Work to do -> Write out precisely the lines beginning with the line that contains "Practice step: point at the tree trunk" and ending with the last line of the entries, and no other lines.

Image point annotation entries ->
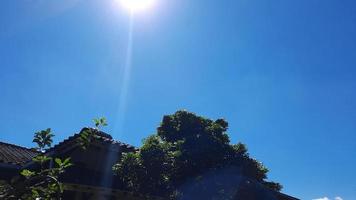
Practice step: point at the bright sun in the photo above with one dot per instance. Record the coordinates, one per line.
(137, 5)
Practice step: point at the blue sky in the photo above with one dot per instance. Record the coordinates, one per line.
(281, 72)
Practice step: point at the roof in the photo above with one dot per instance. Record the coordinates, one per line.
(19, 156)
(101, 138)
(15, 155)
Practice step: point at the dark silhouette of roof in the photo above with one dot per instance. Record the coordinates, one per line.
(101, 137)
(19, 156)
(15, 155)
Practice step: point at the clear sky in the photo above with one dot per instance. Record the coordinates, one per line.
(282, 73)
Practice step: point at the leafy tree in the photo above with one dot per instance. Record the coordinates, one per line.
(87, 135)
(190, 157)
(42, 182)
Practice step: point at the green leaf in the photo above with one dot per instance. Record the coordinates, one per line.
(27, 173)
(58, 161)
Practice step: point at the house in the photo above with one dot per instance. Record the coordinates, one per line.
(91, 177)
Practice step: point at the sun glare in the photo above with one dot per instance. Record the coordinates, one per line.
(137, 5)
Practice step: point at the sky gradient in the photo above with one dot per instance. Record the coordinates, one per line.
(281, 72)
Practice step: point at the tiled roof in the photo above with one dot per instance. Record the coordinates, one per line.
(15, 155)
(101, 137)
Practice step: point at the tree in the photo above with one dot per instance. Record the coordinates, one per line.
(41, 182)
(190, 157)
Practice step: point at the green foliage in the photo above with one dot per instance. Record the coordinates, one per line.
(43, 139)
(87, 135)
(42, 182)
(190, 150)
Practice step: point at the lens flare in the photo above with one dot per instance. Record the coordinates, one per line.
(137, 5)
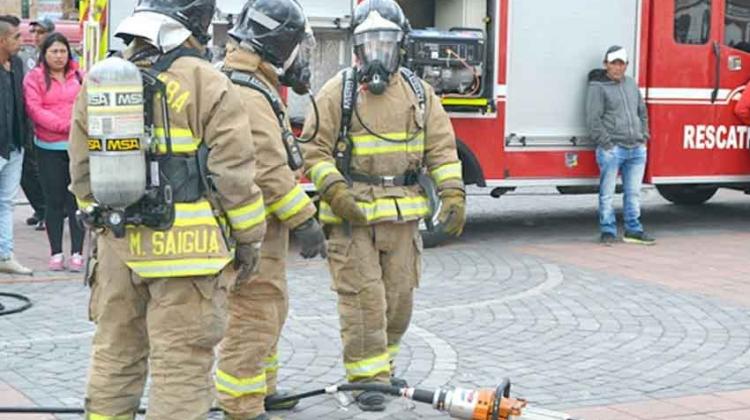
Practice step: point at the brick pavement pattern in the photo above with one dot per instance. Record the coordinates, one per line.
(630, 332)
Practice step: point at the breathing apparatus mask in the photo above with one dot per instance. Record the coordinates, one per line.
(377, 45)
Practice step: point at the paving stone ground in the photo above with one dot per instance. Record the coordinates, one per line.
(625, 332)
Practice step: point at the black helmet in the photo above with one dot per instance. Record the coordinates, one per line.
(388, 9)
(273, 27)
(195, 15)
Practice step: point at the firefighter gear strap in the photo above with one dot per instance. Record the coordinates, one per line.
(293, 152)
(238, 387)
(407, 179)
(95, 416)
(368, 368)
(289, 205)
(345, 146)
(271, 363)
(447, 172)
(176, 179)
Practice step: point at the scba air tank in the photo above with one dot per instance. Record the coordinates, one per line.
(117, 145)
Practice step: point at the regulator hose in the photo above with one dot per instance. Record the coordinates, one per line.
(26, 304)
(386, 389)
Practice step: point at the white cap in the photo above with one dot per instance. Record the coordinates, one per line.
(159, 30)
(618, 54)
(376, 22)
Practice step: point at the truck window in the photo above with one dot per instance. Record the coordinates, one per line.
(692, 21)
(737, 24)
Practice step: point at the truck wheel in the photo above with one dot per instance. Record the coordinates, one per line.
(688, 195)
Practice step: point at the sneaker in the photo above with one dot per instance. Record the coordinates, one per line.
(263, 416)
(56, 262)
(274, 406)
(10, 265)
(371, 401)
(607, 239)
(638, 238)
(76, 263)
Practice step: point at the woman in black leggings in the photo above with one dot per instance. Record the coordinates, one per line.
(50, 91)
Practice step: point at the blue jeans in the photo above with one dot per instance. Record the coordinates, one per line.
(631, 163)
(10, 180)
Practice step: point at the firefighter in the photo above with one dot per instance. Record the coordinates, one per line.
(382, 136)
(157, 299)
(271, 38)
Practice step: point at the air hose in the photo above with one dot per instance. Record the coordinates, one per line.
(26, 304)
(458, 403)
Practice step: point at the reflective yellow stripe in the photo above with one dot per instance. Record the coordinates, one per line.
(368, 145)
(120, 88)
(247, 216)
(446, 172)
(382, 208)
(291, 204)
(183, 140)
(95, 416)
(182, 267)
(194, 214)
(271, 363)
(393, 351)
(82, 204)
(368, 368)
(320, 171)
(466, 101)
(238, 387)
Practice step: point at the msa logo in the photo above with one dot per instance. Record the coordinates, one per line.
(98, 99)
(123, 145)
(95, 145)
(128, 98)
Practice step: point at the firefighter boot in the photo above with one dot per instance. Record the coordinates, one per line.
(270, 405)
(263, 416)
(399, 382)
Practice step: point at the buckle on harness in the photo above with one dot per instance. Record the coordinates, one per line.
(388, 181)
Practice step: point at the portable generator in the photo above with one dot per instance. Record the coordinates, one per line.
(452, 62)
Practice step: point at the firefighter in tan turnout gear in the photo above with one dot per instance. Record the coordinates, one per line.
(270, 38)
(157, 299)
(382, 134)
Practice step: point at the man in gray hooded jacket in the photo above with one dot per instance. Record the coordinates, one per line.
(617, 121)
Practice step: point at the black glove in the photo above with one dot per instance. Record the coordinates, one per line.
(311, 237)
(246, 262)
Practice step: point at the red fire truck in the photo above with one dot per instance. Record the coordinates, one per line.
(522, 123)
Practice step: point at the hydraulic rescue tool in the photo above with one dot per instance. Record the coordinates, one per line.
(458, 403)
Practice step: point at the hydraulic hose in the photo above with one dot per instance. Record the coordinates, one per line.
(386, 389)
(24, 306)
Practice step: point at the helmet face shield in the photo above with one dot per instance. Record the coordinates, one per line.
(381, 46)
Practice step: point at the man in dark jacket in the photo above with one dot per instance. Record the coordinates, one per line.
(13, 134)
(617, 121)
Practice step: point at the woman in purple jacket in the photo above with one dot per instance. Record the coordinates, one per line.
(50, 90)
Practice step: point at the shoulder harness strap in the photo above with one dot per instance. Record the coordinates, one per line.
(344, 146)
(293, 152)
(252, 82)
(416, 86)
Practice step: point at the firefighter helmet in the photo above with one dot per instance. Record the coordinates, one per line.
(274, 28)
(387, 9)
(379, 27)
(195, 15)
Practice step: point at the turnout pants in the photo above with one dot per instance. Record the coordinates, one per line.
(248, 362)
(374, 271)
(167, 325)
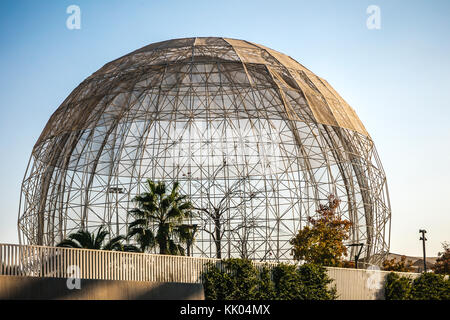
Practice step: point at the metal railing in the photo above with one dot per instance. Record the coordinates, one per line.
(57, 262)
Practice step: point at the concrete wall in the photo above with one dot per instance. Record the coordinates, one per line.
(351, 284)
(17, 287)
(361, 284)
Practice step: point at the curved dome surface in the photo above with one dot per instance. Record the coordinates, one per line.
(247, 131)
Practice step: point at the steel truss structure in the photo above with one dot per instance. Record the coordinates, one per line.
(254, 138)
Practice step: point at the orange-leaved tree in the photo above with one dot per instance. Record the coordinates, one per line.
(322, 241)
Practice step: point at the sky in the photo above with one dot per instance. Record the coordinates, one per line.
(397, 78)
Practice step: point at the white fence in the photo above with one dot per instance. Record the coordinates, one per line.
(40, 261)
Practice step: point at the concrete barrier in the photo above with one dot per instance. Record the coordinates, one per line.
(361, 284)
(18, 287)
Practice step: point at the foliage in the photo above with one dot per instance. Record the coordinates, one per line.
(442, 265)
(241, 280)
(158, 219)
(397, 287)
(430, 286)
(322, 243)
(399, 266)
(87, 240)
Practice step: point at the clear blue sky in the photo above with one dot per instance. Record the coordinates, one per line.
(396, 78)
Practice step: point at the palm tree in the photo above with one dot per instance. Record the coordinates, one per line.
(160, 212)
(87, 240)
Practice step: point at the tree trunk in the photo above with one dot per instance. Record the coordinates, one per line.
(217, 241)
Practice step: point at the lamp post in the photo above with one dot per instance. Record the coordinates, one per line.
(422, 231)
(359, 252)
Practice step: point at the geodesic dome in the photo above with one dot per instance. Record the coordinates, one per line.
(255, 139)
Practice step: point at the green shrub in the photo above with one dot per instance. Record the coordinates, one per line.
(316, 283)
(430, 286)
(287, 282)
(397, 287)
(240, 280)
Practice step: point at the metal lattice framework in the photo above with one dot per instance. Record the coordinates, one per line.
(254, 138)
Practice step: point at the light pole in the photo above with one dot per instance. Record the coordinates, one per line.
(359, 252)
(423, 231)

Worked answer ->
Practice step: point at the tree trunk in the photo above with one dot per instance. Record the coordinates, one per line.
(217, 241)
Practice step: point at the lamp post in the photo above with one dot per instance. Record the coordinates, one per line.
(422, 231)
(359, 252)
Practice step: point at the geodesic dome in the photo above with one dot per instance. Record the coordinates, one per line.
(255, 139)
Practice step: point at the green shrub in the photo above with one dot per instance. Record the coordinates, one per line.
(316, 283)
(430, 286)
(287, 282)
(397, 287)
(240, 280)
Practice step: point at the metal lattice framework in the photo above with one dot per instance. Record the coordinates, one per line.
(254, 138)
Practice step: point at the light pole in the photo above with one dot per instance. Record the coordinates, one per line.
(359, 252)
(423, 231)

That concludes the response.